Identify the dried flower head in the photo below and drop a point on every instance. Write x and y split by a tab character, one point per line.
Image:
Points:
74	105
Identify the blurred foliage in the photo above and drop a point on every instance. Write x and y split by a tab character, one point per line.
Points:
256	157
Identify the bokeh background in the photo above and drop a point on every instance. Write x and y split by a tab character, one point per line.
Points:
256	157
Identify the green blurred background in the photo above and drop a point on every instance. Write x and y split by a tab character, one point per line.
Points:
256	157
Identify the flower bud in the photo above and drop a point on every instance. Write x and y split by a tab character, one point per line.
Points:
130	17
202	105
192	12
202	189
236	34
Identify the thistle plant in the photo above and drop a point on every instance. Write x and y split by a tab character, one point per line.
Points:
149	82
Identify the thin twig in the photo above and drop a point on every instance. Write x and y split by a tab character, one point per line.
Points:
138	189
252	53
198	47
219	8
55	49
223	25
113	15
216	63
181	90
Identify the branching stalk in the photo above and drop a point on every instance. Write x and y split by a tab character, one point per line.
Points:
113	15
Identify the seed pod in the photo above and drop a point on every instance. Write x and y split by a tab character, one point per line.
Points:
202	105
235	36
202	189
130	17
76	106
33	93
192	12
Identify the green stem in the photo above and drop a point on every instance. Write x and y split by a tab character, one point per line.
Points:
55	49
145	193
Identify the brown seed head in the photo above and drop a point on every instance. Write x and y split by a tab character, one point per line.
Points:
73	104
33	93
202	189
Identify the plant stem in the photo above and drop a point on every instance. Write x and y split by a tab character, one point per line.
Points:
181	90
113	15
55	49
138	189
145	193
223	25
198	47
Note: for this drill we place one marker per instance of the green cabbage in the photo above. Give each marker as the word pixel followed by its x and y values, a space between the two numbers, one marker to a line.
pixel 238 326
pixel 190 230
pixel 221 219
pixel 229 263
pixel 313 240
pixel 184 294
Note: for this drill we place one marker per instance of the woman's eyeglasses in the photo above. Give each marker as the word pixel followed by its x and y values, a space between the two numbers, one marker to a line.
##########
(INSTRUCTIONS FOR THE TASK)
Reproduce all entries. Keep them exact.

(RESPONSE TO THE EXERCISE)
Identify the dried flower head in the photo below and drop a point on every instance. Write x and y split by a tab character, one point per line.
Image:
Points:
74	105
Identify the blurred foliage in the photo above and drop a point on every instance. Write x and y split by a tab character, one point per line.
Points:
256	157
Identify the bokeh background in the photo above and drop a point on every instance. Write x and y split by a tab character, one point per line.
Points:
256	157
Identify the green blurred background in the photo above and drop a point on every instance. Write x and y split by a tab character, one point per line.
Points:
256	157
Identify the flower bud in the photo above and drop a point on every instance. Write x and y split by a tab character, one point per line.
Points:
130	17
202	105
192	12
202	189
236	34
Identify the thistle plant in the photo above and drop a point on every instance. Write x and y split by a tab character, one point per line.
Points:
149	82
Identify the thin twig in the photo above and drop a point on every instance. Write x and y split by a tab character, one point per line.
Points:
138	189
252	53
198	47
219	8
55	49
223	25
113	15
216	63
181	90
Identify the branching stalk in the photo above and drop a point on every instance. Write x and y split by a tab character, one point per line.
Points:
113	15
Identify the seed pod in the photo above and drop a point on every instance. Write x and y split by a tab character, one point per line.
Points:
202	105
235	36
202	189
130	17
76	106
33	93
192	12
Identify the green stem in the photo above and drop a point on every instance. Write x and y split by a tab character, one point per line.
Points:
55	49
145	193
Identify the brown seed head in the photo above and drop a point on every instance. Write x and y split by a tab character, one point per line.
Points:
73	104
33	93
202	189
Identify the plant stem in the photo above and drop a point on every instance. Write x and y split by a tab character, one point per line.
Points:
181	90
113	15
55	49
138	189
145	193
223	25
198	47
Note: for this drill we place one marker per instance of the green cabbage in the photo above. Give each marker as the word pixel followed by its x and y values, a space between the two numbers, one marker to a line.
pixel 238 326
pixel 190 230
pixel 221 219
pixel 229 263
pixel 313 240
pixel 184 294
Note: for this drill we place one marker per instance of the woman's eyeglasses in the photo above. Give each marker as the word pixel followed by its x and y values, a space between the two numbers, one marker to a line.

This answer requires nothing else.